━━ TASK INPUT ━━

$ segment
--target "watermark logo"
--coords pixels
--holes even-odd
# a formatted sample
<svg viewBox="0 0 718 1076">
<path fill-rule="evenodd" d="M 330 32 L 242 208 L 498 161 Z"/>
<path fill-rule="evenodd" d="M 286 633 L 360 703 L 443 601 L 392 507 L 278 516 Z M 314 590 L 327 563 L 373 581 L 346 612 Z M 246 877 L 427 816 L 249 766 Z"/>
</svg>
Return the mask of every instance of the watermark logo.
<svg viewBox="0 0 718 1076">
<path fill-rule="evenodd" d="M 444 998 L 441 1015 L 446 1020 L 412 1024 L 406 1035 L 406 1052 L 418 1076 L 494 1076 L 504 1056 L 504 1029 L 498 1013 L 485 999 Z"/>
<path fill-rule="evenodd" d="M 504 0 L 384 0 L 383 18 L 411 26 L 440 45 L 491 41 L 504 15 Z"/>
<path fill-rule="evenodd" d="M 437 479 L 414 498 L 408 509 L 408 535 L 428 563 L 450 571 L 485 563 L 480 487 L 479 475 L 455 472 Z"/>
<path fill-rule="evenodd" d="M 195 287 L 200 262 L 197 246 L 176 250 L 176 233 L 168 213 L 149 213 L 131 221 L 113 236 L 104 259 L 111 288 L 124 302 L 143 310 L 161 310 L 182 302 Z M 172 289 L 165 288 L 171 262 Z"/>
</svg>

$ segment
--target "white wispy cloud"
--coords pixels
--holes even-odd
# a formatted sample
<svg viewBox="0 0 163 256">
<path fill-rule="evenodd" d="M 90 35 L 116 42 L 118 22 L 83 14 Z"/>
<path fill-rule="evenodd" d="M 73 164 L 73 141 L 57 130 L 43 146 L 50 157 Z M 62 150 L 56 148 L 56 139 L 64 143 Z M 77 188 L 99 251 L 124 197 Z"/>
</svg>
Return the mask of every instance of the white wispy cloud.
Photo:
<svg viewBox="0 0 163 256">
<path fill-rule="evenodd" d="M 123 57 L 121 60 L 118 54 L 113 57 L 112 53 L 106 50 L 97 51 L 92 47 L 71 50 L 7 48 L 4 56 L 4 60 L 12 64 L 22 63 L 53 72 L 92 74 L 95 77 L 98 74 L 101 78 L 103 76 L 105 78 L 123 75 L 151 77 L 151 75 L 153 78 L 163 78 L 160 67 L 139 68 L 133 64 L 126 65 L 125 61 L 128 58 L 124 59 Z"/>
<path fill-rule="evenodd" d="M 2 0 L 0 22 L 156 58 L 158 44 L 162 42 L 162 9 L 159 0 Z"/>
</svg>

━━━

SET EXERCISE: Present every line of the records above as a single numbered list, one line per item, omitting any blank lines.

OUTPUT BELOW:
1. $ segment
2. --target "watermark logo"
3. --coords pixels
4. --holes even-odd
5. # a formatted sample
6. <svg viewBox="0 0 718 1076">
7. <path fill-rule="evenodd" d="M 330 32 L 242 208 L 498 161 Z"/>
8. <path fill-rule="evenodd" d="M 286 633 L 360 703 L 443 601 L 392 507 L 278 516 Z M 314 590 L 327 563 L 373 581 L 346 612 Z M 246 877 L 427 816 L 249 766 Z"/>
9. </svg>
10. Return the mask of every instance of the watermark logo.
11. <svg viewBox="0 0 718 1076">
12. <path fill-rule="evenodd" d="M 444 998 L 441 1015 L 446 1020 L 412 1024 L 406 1035 L 406 1052 L 418 1076 L 494 1076 L 504 1056 L 504 1029 L 498 1013 L 485 999 Z"/>
13. <path fill-rule="evenodd" d="M 504 0 L 384 0 L 383 18 L 411 26 L 440 45 L 491 41 L 504 15 Z"/>
14. <path fill-rule="evenodd" d="M 437 479 L 414 498 L 408 509 L 408 535 L 428 563 L 450 571 L 485 563 L 480 487 L 479 475 L 455 472 Z"/>
15. <path fill-rule="evenodd" d="M 195 287 L 200 262 L 197 246 L 176 250 L 176 233 L 168 213 L 149 213 L 131 221 L 113 236 L 104 259 L 111 288 L 124 302 L 143 310 L 161 310 L 182 302 Z M 172 289 L 165 288 L 171 262 Z"/>
16. </svg>
17. $ segment
18. --target "white wispy cloud"
19. --coords pixels
20. --holes even-odd
21. # a formatted sample
22. <svg viewBox="0 0 163 256">
23. <path fill-rule="evenodd" d="M 90 35 L 116 42 L 118 22 L 83 14 Z"/>
24. <path fill-rule="evenodd" d="M 73 164 L 73 141 L 57 130 L 43 146 L 50 157 Z M 62 150 L 56 148 L 56 139 L 64 143 Z M 77 188 L 99 251 L 124 197 Z"/>
25. </svg>
26. Return the mask of every instance of the white wispy cloud.
27. Photo:
28. <svg viewBox="0 0 163 256">
29. <path fill-rule="evenodd" d="M 123 57 L 121 60 L 118 54 L 113 57 L 112 53 L 106 50 L 97 51 L 92 47 L 71 50 L 7 48 L 4 56 L 4 60 L 12 64 L 22 63 L 53 72 L 92 74 L 95 77 L 98 74 L 101 78 L 103 76 L 105 78 L 123 75 L 151 77 L 151 75 L 153 78 L 163 78 L 160 67 L 139 68 L 133 64 L 126 65 L 125 61 L 128 58 L 124 59 Z"/>
30. <path fill-rule="evenodd" d="M 2 0 L 0 22 L 156 58 L 158 44 L 162 42 L 162 9 L 159 0 Z"/>
31. </svg>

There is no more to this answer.